• **Brief 1**
Can you copy out every line of the object position labeling entries, unchanged and in order?

+-------+

Thanks to commentor Kimo for pointing me to this SF Gate Op Ed, written by Neil Henry, a former colleague at the Graduate School of Journalism.

Snip:

The Chronicle’s announcement earlier this month that 100 newsroom jobs will be slashed in the coming weeks in the face of mounting financial woes represents just the latest chapter in a tragic story of traditional journalism’s decline.

Reportedly losing an estimated $1 million a week, the paper’s owner, the Hearst Corp., concluded it had no recourse but to trim costs by laying off reporters, editors and other skilled professionals, or offering buyouts to the most seasoned journalists in order to induce them to leave. The cuts reportedly will amount to a quarter of The Chronicle’s editorial staff…

….The factors behind this shrinkage are sadly familiar: The rise of the Internet has produced sharp declines in traditional advertising revenues in the printed press. Free online advertising competitors such as Craigslist.com have sharply undermined classified advertising as a traditional source of revenue. While many newspapers have attempted mightily to forge a presence on the Web — including The Chronicle, whose terrific sfgate.com is among the top 10 most trafficked news sites in America — revenue from online advertising is paltry compared to that from traditional print sources. As a result, newspapers such as The Chronicle must make staff cuts to survive — and increasingly it is highly skilled professional journalists committed to seeking the truth and reporting it, independently and without fear or favor, who must go.

+-------+

• **Brief 2**
Which figures written with numerals appear in the text on the newspaper cuts?

Object position labeling entries
+-------+

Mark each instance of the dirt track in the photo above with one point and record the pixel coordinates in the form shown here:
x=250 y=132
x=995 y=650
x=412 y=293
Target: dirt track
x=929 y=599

+-------+

• **Full response 1**
Mark each instance of the dirt track in the photo above with one point and record the pixel coordinates in the form shown here:
x=250 y=132
x=995 y=650
x=412 y=293
Target: dirt track
x=929 y=599

• **Full response 2**
- 100 (newsroom jobs to be slashed)
- $1 million (the estimated weekly loss)
- 10 (sfgate.com's place among the top 10 most trafficked news sites in America)